___ Text shown ___

Over the past 75 years, the US economy has shifted away from manufacturing and toward sectors like education and health care. In 1950, manufacturing accounted for about 30 percent of US jobs—a share that’s fallen to just 8 percent in 2026. Over the same period, education and health care jobs rose from about 5 percent to nearly 18 percent. These sectors are key to the economic health and development of communities around the country.
This shift underscores how important “eds and meds” institutions are to regional economies across the country.
Municipalities and eds and meds have a mutual vested interest in supporting their communities’ resilience and growth across many policy areas. Because their economies are deeply interrelated, collaboration can support the community in securing additional fiscal resources, expanding economic development, navigating housing and public safety needs, and the like.
But collaboration hinges on mutual understanding. New findings from the Federal Reserve Bank of Philadelphia’s Anchor Economy Dashboard, which measures the impact of higher education and hospital establishments in every region of the country, provide a good starting point for both local policymakers and eds and meds administrators to understand how these anchor institutions, and their revenue streams, influence their local economies. They can serve as the foundation for mutual solutions that advance local economic goals.

___ Records provided ___

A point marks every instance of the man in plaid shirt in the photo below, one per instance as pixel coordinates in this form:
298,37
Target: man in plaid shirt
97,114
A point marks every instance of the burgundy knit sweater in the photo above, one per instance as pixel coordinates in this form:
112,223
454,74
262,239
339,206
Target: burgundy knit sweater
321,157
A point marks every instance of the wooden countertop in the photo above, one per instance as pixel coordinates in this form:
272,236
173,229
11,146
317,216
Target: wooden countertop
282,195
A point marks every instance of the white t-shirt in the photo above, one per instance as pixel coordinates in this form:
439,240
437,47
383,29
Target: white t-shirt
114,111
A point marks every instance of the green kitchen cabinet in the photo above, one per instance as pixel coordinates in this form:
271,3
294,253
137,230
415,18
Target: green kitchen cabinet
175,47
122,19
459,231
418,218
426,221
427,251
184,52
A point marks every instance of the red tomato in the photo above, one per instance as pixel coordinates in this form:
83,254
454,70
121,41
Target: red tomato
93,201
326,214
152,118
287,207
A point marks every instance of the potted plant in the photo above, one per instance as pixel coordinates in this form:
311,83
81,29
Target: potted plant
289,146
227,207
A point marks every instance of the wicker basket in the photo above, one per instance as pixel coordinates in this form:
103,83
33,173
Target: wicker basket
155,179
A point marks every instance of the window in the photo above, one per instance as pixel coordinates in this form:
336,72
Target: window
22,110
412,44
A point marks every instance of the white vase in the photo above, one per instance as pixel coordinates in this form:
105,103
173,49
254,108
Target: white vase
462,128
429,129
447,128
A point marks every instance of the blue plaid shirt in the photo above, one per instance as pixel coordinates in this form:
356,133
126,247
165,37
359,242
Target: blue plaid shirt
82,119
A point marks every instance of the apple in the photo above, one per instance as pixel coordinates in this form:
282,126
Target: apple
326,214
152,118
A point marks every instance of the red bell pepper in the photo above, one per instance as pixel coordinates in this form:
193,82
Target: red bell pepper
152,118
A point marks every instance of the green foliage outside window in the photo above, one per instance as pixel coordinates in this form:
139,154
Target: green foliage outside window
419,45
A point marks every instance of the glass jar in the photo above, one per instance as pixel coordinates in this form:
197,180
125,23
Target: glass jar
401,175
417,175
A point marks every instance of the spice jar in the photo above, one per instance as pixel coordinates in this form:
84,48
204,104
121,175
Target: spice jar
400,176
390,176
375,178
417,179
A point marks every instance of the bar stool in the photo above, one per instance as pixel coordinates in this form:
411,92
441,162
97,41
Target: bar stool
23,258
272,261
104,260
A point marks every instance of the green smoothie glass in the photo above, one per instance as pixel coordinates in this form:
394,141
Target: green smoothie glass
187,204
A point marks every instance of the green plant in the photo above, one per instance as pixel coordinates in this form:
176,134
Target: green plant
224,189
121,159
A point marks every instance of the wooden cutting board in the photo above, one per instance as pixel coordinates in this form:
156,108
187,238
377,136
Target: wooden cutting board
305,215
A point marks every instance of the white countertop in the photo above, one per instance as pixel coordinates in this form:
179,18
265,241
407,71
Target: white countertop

___

- Required tasks -
1. Answer these from the passage on eds and meds:
(a) What share of US jobs did manufacturing account for in 1950?
(b) To what share did education and health care jobs rise?
(c) Which Federal Reserve Bank publishes the Anchor Economy Dashboard?
2. Extract everything from "But collaboration hinges" down to "local economic goals." in the passage on eds and meds, word for word.
3. Extend the passage on eds and meds, picking up right after its last sentence.
The rows have no connection to the passage on eds and meds.

- Solved problems -
1.
(a) About 30 percent
(b) Nearly 18 percent
(c) The Federal Reserve Bank of Philadelphia

2.
But collaboration hinges on mutual understanding. New findings from the Federal Reserve Bank of Philadelphia’s Anchor Economy Dashboard, which measures the impact of higher education and hospital establishments in every region of the country, provide a good starting point for both local policymakers and eds and meds administrators to understand how these anchor institutions, and their revenue streams, influence their local economies. They can serve as the foundation for mutual solutions that advance local economic goals.

3.
Calculating the effects of anchor economies
The Philadelphia Federal Reserve Bank’s Anchor Economy Dashboard uses employment, income, and gross domestic product (GDP) data to generate a “reliance index”—a measure of how dependent a regional economy is on these institutions for economic activity. Together, the Anchor Dashboard displays estimates for 520 regions, consisting of 386 metropolitan regions and 134 nonmetropolitan regions around the country. The index includes measures for employment, income, and GDP attributable to these anchor institutions.
Across the 524 regions, anchor institutions add, on average, about $4.3 billion to local GDP, $3.1 billion in personal income, and more than 37,500 jobs. Effects vary, of course, by the number of institutions, population, and population density in an area. In the 130 nonmetropolitan areas, anchor institutions add about $1.2 billion in GDP to local economies on average compared with $5.3 billion for metropolitan areas. In total, anchor institutions added more than $2.2 trillion to the US economy in 2024.
These overall effects are the sum of three factors: direct, indirect, and induced impacts on the economy. Direct impacts are goods and services purchases made directly by the institutions. Direct impacts make up 61 percent of the overall impact of these institutions on GDP and jobs and 70 percent of the impact on personal income.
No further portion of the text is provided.